*STATED GOAL:* Convert the listing below into a two-column CSV with the header row request,points, with one row per entry. Place each entry's text in the request column and its answer in the points column, with each value in a single quoted field and its line breaks replaced by spaces.
• • •
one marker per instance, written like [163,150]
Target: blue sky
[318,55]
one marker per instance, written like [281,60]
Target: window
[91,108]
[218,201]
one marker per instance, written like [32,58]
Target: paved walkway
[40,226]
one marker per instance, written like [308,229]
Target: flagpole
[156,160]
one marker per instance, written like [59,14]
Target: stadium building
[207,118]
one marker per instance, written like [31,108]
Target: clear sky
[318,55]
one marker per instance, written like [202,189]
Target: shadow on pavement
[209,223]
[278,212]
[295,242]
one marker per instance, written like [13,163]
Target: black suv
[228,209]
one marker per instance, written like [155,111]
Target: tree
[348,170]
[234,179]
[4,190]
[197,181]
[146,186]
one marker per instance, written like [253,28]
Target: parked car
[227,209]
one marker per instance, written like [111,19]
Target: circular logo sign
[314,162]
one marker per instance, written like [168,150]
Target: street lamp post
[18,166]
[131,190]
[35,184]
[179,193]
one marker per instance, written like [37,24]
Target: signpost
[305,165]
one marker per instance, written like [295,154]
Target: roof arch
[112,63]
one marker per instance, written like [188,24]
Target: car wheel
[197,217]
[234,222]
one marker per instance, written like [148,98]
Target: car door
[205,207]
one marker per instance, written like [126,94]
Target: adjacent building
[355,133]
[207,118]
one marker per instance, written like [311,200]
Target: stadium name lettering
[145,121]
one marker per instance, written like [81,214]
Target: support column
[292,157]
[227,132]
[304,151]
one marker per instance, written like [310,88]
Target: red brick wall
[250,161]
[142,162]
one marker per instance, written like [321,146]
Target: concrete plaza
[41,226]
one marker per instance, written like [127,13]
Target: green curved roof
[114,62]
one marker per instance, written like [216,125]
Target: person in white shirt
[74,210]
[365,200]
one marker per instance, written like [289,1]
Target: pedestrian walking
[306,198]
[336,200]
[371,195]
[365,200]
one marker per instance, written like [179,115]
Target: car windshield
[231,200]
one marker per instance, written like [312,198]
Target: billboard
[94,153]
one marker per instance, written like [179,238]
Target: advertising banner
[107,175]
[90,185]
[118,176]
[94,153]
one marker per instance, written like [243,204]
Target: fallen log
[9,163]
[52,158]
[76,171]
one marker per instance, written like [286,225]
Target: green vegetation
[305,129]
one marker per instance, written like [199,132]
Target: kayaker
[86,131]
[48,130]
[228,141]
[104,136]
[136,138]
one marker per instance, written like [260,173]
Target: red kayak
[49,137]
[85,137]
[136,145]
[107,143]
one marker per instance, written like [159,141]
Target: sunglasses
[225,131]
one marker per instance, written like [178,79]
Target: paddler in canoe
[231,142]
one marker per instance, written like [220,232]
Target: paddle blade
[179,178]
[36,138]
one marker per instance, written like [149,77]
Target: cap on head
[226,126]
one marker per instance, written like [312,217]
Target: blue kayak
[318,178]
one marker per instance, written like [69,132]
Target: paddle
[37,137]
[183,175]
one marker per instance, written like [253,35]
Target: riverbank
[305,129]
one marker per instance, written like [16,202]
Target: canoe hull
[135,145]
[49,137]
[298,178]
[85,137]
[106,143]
• • •
*RESULT BELOW:*
request,points
"one marker per instance, written like [163,150] Target: blue sky","[318,55]"
"one marker per instance, written like [281,60] Target: window","[91,108] [218,201]"
"one marker per instance, written like [32,58] Target: paved walkway","[40,226]"
"one marker per instance, written like [308,229] Target: flagpole","[156,160]"
"one marker per instance, written like [59,14] Target: stadium building","[207,118]"
"one marker per instance, written like [31,108] Target: clear sky","[318,55]"
"one marker per instance, written like [202,189] Target: shadow on pavement","[209,223] [278,212] [295,242]"
"one marker per instance, written like [13,163] Target: black suv","[228,209]"
"one marker per instance, written like [155,111] Target: tree","[348,170] [234,179] [4,190] [197,181] [146,186]"
"one marker per instance, written like [253,28] Target: parked car","[227,209]"
"one marker per instance, written like [111,19] Target: circular logo sign","[314,162]"
"one marker per instance, written like [168,150] Target: street lamp post","[18,166] [131,190] [35,184] [179,193]"
"one marker per instance, written like [37,24] Target: signpost","[305,165]"
"one marker per instance, written like [295,154] Target: roof arch","[112,63]"
"one marker per instance, written like [188,24] Target: car wheel","[197,217] [234,222]"
"one marker per instance, written like [148,98] Target: car door","[205,207]"
"one marker per instance, written like [126,94] Target: adjacent building","[355,133] [207,118]"
"one marker per instance, written like [311,200] Target: stadium name lettering","[145,121]"
"one marker per instance, written like [81,214] Target: support column","[292,157] [227,132] [304,151]"
"one marker per instance, written like [310,88] Target: red brick wall","[250,161] [142,162]"
"one marker per instance, written like [321,146] Target: concrete plaza","[41,226]"
"one marker per instance, written like [127,13] Target: green curved roof","[114,62]"
"one marker per instance, written like [216,125] Target: person in white shirt","[74,210] [365,200]"
"one marker per instance, written like [289,1] Target: pedestrian walking","[306,198] [336,200] [371,195] [365,200]"
"one marker per instance, written like [179,115] Target: car windshield","[231,200]"
"one marker per instance, written like [312,198] Target: billboard","[94,153]"
"one marker per instance, written like [179,238] Target: advertising banner","[107,175] [90,185] [118,176] [94,153]"
"one marker per instance, written like [243,204] Target: fallen log","[9,163] [52,158] [76,171]"
"one marker per instance, written like [286,225] Target: green vegetation","[305,129]"
"one marker per instance, written like [199,132] Target: kayaker","[86,131] [48,130] [228,141] [104,136] [136,138]"
"one marker per instance, written like [260,173] Target: red kayak","[49,137] [85,137] [136,145] [107,143]"
"one marker per instance, written like [159,141] Target: sunglasses","[225,131]"
"one marker per instance, written like [178,79] Target: paddler in canoe","[231,142]"
"one marker per instance, written like [220,232] Target: paddle blade","[179,178] [36,138]"
"one marker per instance, written like [149,77] Target: cap on head","[226,126]"
"one marker per instance, written like [312,217] Target: blue kayak","[318,178]"
"one marker per instance, written like [69,132] Target: paddle","[37,137] [183,175]"
"one marker per instance, written like [253,35] Target: riverbank","[305,129]"
"one marker per instance, written like [16,202] Target: canoe hull","[135,145] [49,137] [298,178] [85,137] [106,143]"